> _TASK 1_
Print the passage of the text on opioid use in pregnancy starting at "Given the poor" and ending at "offer patient education.", word for word.
> _TASK 2_
Where does the text on opioid use in pregnancy and neonatal abstinence syndrome go after its final sentence? Write the next part.

> _TEXT UNDER STUDY_
++++++++++

Further, small community providers may benefit from enhanced training around neonatal abstinence syndrome. Meyer and Phillips (2015) found that community hospitals had significant difficulty in the diagnosis and treatment of neonatal abstinence symptoms. Providers in these locations should be trained adequately to develop expertise in working with the rising numbers of opioid-exposed newborns in remote and rural areas.

Given the poor understanding of addiction, fertility, and the impacts drug use may have on a developing fetus, education for pregnant opioid users is also a paramount concern. Prevention-based efforts to incorporate this information into health and sex education for high school students may be beneficial in reaching students before health crises happen and may prove more easily implemented than conveying information to the hard-to-reach opioid using population. Clearly, providers must take opportunities during appointments with individuals in substance abuse treatment to offer patient education.
Fighting the opioid crisis, opioid use during pregnancy, and NAS also means fighting the stigma surrounding addiction. It may be possible to change detrimental beliefs and misunderstandings about pregnant drug using individuals through an anti-stigma media campaign to adjust how providers and the public view and judge this population, many of whom may be fighting addictions that ensue from untreated medical pain issues, childhood trauma, or other invisible problems. Improved attitudes and acceptance regarding pregnant opioid users might assist in alleviating fears and distrust of the medical establishment within this group, making them more likely to seek prenatal care and drug treatment. Interventions can be designed both for providers and for the public. Greater acceptance by the public may also reduce the effect of “Not in My Backyard” protests against integrated health centers that include drug treatment and methadone clinics. An interesting model for a public-focused anti-stigma intervention has been seen in Baltimore, where in July 2015 the Health Department and partners initiated a public education campaign, ‘Don’t Die’, to educate residents on addiction as a chronic illness and to encourage drug users to pursue treatment (Wen & Warren, 2017). Efforts included a website, social media and billboard ads. The Health Department also educated physicians through letters and an outreach workers campaign to provide information regarding recommended prescribing practices. This type of effort could be sustained in Baltimore and undertaken in other cities, with an added focus on destigmatizing drug users who are pregnant and information on NAS.

++++++++++

(Extracted records)
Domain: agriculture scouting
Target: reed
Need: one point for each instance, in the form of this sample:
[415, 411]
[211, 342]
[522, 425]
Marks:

++++++++++

> _ANSWER SPACE 1_
Given the poor understanding of addiction, fertility, and the impacts drug use may have on a developing fetus, education for pregnant opioid users is also a paramount concern. Prevention-based efforts to incorporate this information into health and sex education for high school students may be beneficial in reaching students before health crises happen and may prove more easily implemented than conveying information to the hard-to-reach opioid using population. Clearly, providers must take opportunities during appointments with individuals in substance abuse treatment to offer patient education.

> _ANSWER SPACE 2_
The current political landscape and ongoing fight in the United States for funding and access to contraceptives and healthcare in general, along with the poorly managed opioid epidemic, have brought about a troubling situation for pregnant women and newborns affected by drug use. In October 2017, President Trump directed the Department of Health and Human Services (HHS) to declare the opioid crisis a public health emergency, but did not request any funds to address the problem, stating that the government would produce “really tough, really big, really great advertising” to combat the epidemic (Davis, 2017). Trump also donated his third quarter $100,000 salary to HHS, another move seen as merely symbolic by many who hoped the federal government would free up tens of millions of dollars to address the crisis (Cohn, 2017). The danger of these symbolic gestures is that they will serve as placeholders for effective, results-oriented action by a government that merely pays lip service to caring about its voters.

The topic of drug abuse is too widely approached with a focus on law enforcement efforts or on addicts in isolation, as if their families are not also affected by addiction. Addiction affects children and other persons connected to addicted individuals, not just the addicted individuals themselves. The national conversation around opioids must include by-standing victims such as infants with NAS and associated health problems, and more effort should be made to reach opioid-using women at risk of unplanned pregnancy.